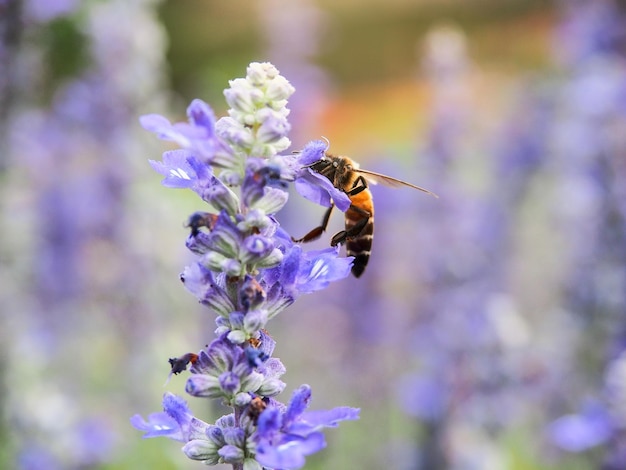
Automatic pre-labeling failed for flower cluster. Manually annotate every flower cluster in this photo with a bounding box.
[131,63,359,469]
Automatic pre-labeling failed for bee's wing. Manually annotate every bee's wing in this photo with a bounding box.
[355,168,439,198]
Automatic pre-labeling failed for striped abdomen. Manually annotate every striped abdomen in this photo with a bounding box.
[346,189,374,277]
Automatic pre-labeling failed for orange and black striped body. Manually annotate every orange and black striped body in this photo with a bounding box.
[345,188,374,277]
[311,155,374,277]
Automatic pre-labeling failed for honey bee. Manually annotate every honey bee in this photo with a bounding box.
[294,154,438,277]
[185,212,218,237]
[247,396,267,426]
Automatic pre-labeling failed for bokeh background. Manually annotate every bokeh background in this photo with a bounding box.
[0,0,626,470]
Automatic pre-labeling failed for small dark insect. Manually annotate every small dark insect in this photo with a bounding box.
[185,212,218,237]
[294,154,438,277]
[168,353,198,375]
[246,396,267,426]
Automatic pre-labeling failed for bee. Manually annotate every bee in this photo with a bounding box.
[168,353,198,375]
[294,154,438,277]
[247,396,267,426]
[185,212,218,237]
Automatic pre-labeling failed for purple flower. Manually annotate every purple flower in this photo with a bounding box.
[295,140,351,212]
[139,99,232,166]
[150,149,211,190]
[130,392,208,442]
[279,245,353,297]
[547,403,614,452]
[256,385,359,469]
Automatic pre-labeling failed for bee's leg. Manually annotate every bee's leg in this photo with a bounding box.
[330,204,372,246]
[291,203,335,243]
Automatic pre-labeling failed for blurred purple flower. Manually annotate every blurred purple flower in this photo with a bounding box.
[255,385,359,469]
[547,403,615,452]
[140,99,231,164]
[130,392,208,442]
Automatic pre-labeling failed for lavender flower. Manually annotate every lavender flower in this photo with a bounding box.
[131,63,359,469]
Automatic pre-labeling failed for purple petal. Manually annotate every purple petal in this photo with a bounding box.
[283,385,311,426]
[299,406,360,430]
[256,433,326,469]
[187,99,215,138]
[298,140,328,166]
[130,412,185,442]
[548,414,613,452]
[150,150,198,188]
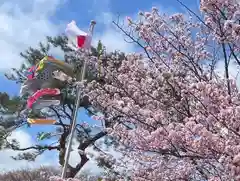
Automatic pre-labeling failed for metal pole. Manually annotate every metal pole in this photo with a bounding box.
[61,21,96,178]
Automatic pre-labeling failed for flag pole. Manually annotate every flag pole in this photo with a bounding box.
[61,21,96,179]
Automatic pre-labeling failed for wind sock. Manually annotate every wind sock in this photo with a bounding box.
[26,66,36,79]
[27,118,57,124]
[36,56,73,76]
[20,56,74,96]
[37,132,51,141]
[65,21,92,50]
[27,88,61,109]
[32,98,61,111]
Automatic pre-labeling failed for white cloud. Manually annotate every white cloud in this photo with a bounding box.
[0,0,65,71]
[0,130,51,172]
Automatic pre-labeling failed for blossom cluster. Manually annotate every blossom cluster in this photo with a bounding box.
[85,1,240,181]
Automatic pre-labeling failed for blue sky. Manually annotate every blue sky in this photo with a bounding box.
[0,0,199,171]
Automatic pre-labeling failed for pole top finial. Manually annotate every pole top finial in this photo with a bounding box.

— Stated task —
Convert every line of the items above into a JSON list of strings, one string per line, skipping blank lines and leaving out the picture lines.

— Finished task —
[
  "Automatic pre-labeling failed for flower cluster. Manually annotate every flower cluster in this photo with a bounding box.",
  "[131,63,359,469]",
  "Automatic pre-labeling failed for bee's wing. Manually annotate every bee's wing in this photo with a bounding box.",
  "[355,168,439,198]",
  "Automatic pre-labeling failed for striped abdomen. Manually annotate every striped abdomen in this photo with a bounding box.",
  "[346,189,374,277]",
  "Automatic pre-labeling failed for orange and black striped body. Manually annotate every orange and black striped body in this photo with a bounding box.",
  "[345,188,374,277]",
  "[311,155,374,277]",
  "Automatic pre-labeling failed for honey bee. Manually annotate every honey bee in this photo with a bounding box.",
  "[294,154,438,277]",
  "[185,212,218,237]",
  "[247,396,267,426]",
  "Automatic pre-labeling failed for bokeh background. Manually annotate every bokeh background in this photo with a bounding box.",
  "[0,0,626,470]",
  "Automatic pre-labeling failed for small dark insect. Manually annotate every small dark insect in this photo with a bounding box.",
  "[185,212,218,237]",
  "[294,154,438,277]",
  "[168,353,198,375]",
  "[246,396,267,426]",
  "Automatic pre-labeling failed for bee. Manually annotate every bee in this photo with a bounding box.",
  "[168,353,198,375]",
  "[294,154,438,277]",
  "[247,396,267,426]",
  "[185,212,218,237]",
  "Automatic pre-labeling failed for purple flower. Manually annotate every purple flower in this photo with a bounding box.",
  "[295,140,351,212]",
  "[139,99,232,166]",
  "[150,149,211,190]",
  "[130,392,208,442]",
  "[279,245,353,297]",
  "[547,403,614,452]",
  "[256,385,359,469]",
  "Automatic pre-labeling failed for bee's leg. Manually annotate every bee's leg in this photo with a bounding box.",
  "[330,204,372,246]",
  "[291,203,335,243]",
  "Automatic pre-labeling failed for blurred purple flower. Manually annotate every blurred purple flower in this photo with a bounding box.",
  "[255,385,359,469]",
  "[547,403,615,452]",
  "[140,99,231,164]",
  "[130,392,208,442]",
  "Automatic pre-labeling failed for lavender flower. Manually annotate every lavender flower in this photo with a bounding box.",
  "[131,63,359,469]",
  "Automatic pre-labeling failed for purple petal. Manually annotate every purple petal in this photo with a bounding box.",
  "[283,385,311,426]",
  "[299,406,360,430]",
  "[256,433,326,469]",
  "[187,99,215,138]",
  "[298,140,328,166]",
  "[130,412,185,442]",
  "[548,414,613,452]",
  "[150,150,198,188]",
  "Automatic pre-labeling failed for metal pole. Manually annotate every metal pole in this photo with a bounding box.",
  "[61,21,96,178]",
  "Automatic pre-labeling failed for flag pole. Manually annotate every flag pole in this photo with a bounding box.",
  "[61,21,96,179]",
  "Automatic pre-labeling failed for wind sock. Manually annotate every wind sock in this photo with a bounding box.",
  "[26,66,36,79]",
  "[27,118,57,124]",
  "[36,56,73,76]",
  "[20,56,74,96]",
  "[37,132,51,141]",
  "[65,21,92,50]",
  "[27,88,61,109]",
  "[32,98,61,111]",
  "Automatic pre-labeling failed for white cloud. Manually annotate every white cloud in this photo with a bounding box.",
  "[0,0,65,71]",
  "[0,130,51,172]",
  "Automatic pre-labeling failed for blossom cluster. Manually annotate every blossom cluster in this photo with a bounding box.",
  "[85,1,240,181]",
  "Automatic pre-labeling failed for blue sky. Manually annotate every blue sky in this photo with a bounding box.",
  "[0,0,199,171]",
  "Automatic pre-labeling failed for pole top finial. Manually annotate every pole top finial in this photo with a bounding box."
]